■ **Exercise requirements**
Return the records word for word from their start up to and including the line containing "x=1121 y=480", and leave the pictures out of your answer.

○ ○ ○

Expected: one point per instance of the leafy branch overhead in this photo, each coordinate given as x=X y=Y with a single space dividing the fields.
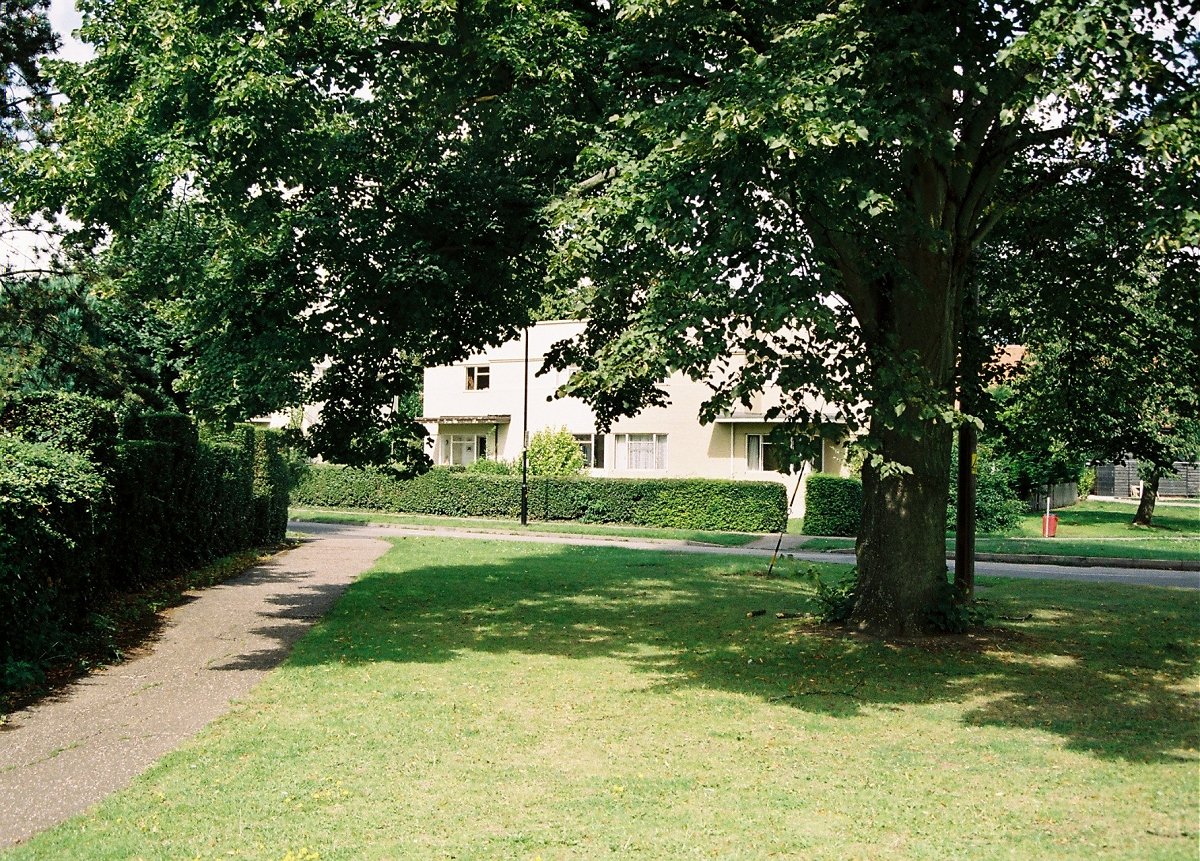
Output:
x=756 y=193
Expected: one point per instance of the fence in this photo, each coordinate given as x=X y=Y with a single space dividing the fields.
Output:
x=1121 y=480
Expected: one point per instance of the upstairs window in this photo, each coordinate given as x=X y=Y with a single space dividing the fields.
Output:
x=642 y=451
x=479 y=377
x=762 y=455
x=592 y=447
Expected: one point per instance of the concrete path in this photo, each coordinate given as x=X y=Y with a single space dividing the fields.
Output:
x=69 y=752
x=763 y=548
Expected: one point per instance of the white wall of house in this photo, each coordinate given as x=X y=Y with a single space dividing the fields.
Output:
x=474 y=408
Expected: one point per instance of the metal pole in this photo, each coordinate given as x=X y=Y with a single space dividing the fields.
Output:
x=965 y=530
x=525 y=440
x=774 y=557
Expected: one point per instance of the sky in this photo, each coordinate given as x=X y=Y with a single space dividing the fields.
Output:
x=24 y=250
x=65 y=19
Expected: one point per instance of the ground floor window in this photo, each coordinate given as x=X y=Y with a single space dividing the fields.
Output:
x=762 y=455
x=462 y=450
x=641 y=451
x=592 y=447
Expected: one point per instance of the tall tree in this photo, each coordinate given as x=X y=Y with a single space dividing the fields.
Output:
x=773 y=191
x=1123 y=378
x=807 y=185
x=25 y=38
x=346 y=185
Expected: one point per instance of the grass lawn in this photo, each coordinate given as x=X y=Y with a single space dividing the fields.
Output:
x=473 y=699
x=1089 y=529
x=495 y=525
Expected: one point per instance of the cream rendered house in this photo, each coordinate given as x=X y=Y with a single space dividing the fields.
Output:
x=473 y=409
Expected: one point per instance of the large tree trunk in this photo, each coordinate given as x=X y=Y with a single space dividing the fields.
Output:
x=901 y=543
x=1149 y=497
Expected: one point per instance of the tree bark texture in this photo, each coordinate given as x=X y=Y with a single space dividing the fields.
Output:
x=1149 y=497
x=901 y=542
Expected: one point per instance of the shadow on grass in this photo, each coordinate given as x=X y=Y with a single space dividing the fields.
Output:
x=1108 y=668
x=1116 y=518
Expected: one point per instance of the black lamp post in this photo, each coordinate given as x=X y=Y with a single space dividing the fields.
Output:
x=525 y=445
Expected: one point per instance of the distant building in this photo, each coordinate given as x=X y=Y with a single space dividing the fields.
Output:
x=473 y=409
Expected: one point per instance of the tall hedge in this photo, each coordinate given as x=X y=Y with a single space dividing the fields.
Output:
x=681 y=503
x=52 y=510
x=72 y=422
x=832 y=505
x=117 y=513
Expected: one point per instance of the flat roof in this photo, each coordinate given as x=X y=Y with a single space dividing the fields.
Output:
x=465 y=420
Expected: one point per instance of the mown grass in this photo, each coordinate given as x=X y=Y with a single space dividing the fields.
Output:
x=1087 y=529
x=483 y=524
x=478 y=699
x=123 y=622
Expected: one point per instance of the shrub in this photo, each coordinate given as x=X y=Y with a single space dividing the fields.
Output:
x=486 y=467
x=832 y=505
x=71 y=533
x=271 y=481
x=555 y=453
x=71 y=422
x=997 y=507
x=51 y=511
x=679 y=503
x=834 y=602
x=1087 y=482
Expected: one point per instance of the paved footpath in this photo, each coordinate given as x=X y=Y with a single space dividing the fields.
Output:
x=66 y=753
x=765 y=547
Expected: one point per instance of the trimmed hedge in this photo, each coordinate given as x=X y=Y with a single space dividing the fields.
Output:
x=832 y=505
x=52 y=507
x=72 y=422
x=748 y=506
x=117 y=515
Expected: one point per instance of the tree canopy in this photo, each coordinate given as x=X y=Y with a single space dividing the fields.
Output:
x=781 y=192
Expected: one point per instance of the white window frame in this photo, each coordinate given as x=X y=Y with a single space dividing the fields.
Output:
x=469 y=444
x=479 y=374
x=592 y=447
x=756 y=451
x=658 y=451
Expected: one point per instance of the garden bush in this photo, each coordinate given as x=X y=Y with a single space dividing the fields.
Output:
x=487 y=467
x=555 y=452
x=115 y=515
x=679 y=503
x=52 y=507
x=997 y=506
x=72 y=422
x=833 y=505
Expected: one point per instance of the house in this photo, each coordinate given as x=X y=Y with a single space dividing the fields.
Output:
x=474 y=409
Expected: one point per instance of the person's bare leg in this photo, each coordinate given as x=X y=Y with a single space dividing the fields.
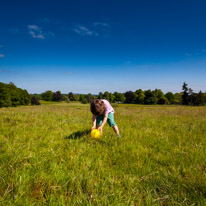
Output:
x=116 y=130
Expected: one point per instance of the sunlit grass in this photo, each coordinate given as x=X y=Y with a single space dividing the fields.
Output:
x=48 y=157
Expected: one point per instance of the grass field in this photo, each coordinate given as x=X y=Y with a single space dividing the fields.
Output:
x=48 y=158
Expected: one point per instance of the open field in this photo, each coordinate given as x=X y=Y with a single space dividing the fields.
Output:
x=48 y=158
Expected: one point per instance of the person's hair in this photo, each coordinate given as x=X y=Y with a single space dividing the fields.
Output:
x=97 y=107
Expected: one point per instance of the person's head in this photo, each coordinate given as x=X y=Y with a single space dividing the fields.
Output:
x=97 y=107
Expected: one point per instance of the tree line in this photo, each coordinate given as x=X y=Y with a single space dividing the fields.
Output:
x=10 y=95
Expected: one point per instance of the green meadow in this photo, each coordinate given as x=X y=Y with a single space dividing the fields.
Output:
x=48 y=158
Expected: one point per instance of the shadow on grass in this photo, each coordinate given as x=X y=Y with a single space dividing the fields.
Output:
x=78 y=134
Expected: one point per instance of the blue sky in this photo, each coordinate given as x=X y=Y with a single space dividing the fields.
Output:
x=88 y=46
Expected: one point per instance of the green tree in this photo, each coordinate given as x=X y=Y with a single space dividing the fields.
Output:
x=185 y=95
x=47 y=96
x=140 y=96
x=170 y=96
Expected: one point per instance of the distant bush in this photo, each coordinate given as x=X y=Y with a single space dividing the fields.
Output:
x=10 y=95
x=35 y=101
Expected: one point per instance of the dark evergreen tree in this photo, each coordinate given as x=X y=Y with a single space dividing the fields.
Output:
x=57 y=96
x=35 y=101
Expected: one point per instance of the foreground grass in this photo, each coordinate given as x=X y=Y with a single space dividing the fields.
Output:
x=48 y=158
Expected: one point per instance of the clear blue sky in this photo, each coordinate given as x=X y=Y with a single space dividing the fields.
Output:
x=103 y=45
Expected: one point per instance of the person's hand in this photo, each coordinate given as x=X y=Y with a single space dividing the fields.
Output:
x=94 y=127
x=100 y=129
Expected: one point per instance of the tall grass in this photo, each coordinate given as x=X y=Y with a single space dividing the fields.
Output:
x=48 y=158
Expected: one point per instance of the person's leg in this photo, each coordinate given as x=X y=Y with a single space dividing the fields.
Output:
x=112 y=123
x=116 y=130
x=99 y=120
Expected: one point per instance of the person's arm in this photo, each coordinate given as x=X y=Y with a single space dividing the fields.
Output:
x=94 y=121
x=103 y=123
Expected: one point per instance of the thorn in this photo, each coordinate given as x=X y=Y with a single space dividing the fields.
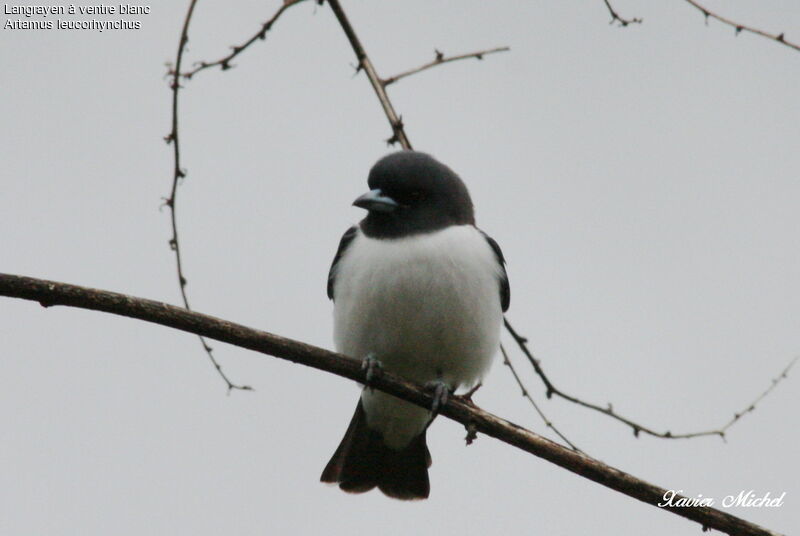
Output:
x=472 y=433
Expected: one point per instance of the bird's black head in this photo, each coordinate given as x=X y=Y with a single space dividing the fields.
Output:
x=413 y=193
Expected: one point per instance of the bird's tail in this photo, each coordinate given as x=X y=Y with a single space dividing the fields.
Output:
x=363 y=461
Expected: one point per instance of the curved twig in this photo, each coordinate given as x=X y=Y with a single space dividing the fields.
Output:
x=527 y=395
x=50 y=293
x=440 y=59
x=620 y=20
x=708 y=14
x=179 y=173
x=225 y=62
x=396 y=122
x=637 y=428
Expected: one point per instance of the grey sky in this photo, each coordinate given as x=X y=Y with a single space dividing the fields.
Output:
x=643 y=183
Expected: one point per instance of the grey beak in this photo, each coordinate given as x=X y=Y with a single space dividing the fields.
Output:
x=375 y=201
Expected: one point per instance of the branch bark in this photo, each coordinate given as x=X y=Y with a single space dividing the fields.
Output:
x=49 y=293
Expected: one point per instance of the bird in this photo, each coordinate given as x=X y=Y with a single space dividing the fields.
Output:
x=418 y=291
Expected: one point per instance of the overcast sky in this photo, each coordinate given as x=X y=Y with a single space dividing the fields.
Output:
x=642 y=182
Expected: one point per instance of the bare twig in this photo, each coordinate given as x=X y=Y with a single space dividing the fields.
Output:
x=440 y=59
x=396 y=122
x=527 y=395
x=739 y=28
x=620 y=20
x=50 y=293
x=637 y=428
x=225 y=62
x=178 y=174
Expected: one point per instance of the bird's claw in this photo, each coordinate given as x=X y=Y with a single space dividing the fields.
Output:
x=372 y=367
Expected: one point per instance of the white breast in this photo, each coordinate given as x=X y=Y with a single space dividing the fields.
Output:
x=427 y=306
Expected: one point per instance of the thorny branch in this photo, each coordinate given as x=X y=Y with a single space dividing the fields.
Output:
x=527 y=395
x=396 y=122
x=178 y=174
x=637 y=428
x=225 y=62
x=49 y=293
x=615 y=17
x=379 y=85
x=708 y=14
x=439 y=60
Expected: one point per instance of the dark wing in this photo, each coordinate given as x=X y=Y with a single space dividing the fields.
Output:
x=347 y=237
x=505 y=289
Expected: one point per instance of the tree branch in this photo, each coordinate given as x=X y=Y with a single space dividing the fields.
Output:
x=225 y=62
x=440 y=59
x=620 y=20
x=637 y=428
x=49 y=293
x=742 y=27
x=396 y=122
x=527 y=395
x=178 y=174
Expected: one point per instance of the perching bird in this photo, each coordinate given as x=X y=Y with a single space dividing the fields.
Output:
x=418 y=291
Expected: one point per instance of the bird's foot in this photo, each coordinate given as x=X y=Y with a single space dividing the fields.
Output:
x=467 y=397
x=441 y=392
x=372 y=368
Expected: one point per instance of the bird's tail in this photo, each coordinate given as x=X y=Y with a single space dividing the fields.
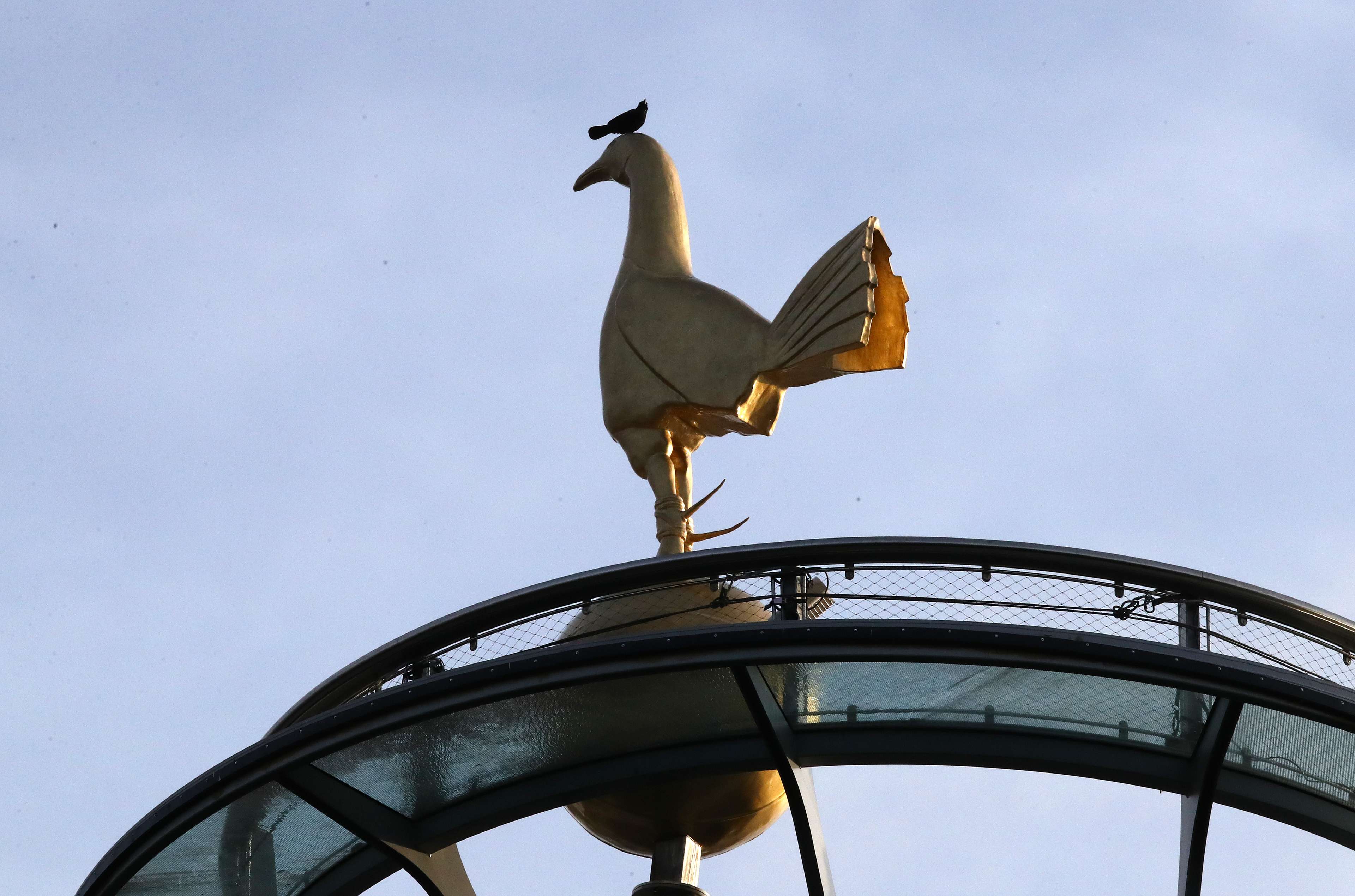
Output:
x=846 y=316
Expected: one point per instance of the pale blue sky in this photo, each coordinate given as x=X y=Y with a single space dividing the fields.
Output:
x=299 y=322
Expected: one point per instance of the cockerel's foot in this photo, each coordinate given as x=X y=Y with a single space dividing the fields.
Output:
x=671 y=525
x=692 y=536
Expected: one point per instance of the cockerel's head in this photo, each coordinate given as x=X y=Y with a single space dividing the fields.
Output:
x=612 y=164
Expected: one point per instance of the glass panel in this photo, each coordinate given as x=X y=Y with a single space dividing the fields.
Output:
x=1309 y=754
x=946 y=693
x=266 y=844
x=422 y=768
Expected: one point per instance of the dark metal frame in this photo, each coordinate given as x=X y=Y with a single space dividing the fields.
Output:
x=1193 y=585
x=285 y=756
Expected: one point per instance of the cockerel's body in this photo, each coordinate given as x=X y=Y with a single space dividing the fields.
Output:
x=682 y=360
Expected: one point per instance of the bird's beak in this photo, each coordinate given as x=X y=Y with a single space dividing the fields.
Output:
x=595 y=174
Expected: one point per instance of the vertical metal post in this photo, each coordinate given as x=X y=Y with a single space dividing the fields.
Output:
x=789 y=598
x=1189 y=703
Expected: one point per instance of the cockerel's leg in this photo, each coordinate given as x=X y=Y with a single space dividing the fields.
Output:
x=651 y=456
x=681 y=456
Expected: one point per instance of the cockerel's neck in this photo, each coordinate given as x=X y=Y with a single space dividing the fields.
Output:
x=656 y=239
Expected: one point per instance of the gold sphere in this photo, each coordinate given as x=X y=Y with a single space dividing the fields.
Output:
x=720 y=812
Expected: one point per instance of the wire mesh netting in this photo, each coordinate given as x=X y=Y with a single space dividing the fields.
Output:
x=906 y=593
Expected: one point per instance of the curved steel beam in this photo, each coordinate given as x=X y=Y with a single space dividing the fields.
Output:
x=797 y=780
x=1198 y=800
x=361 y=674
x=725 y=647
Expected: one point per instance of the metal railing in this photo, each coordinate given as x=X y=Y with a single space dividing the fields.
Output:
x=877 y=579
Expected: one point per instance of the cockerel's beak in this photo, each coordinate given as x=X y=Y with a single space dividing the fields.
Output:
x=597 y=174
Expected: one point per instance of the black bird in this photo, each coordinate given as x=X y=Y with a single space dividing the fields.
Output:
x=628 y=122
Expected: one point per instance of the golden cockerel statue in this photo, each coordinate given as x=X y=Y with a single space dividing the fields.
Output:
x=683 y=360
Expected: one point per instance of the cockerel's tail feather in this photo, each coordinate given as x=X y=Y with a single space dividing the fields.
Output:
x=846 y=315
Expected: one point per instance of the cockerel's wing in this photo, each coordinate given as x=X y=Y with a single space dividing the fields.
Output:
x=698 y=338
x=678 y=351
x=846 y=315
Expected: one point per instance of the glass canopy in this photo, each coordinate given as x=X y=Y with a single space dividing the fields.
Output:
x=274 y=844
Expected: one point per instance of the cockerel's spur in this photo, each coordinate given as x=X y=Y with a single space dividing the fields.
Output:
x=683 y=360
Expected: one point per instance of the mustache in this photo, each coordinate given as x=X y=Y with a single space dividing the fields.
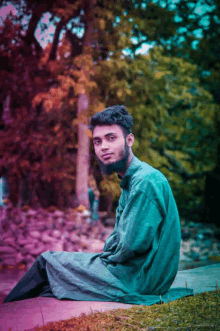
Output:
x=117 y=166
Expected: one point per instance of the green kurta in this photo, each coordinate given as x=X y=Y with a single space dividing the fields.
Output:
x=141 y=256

○ ○ ○

■ **Task result**
Expected: one point per instance of the leafy branch overhead in this photo, each coordinate given as x=X y=Y with a single space dividing the fields.
Output:
x=756 y=193
Expected: one point per instance of the fence in this photo, each coordinate given as x=X y=Y with a single space dividing the fields.
Output:
x=1121 y=480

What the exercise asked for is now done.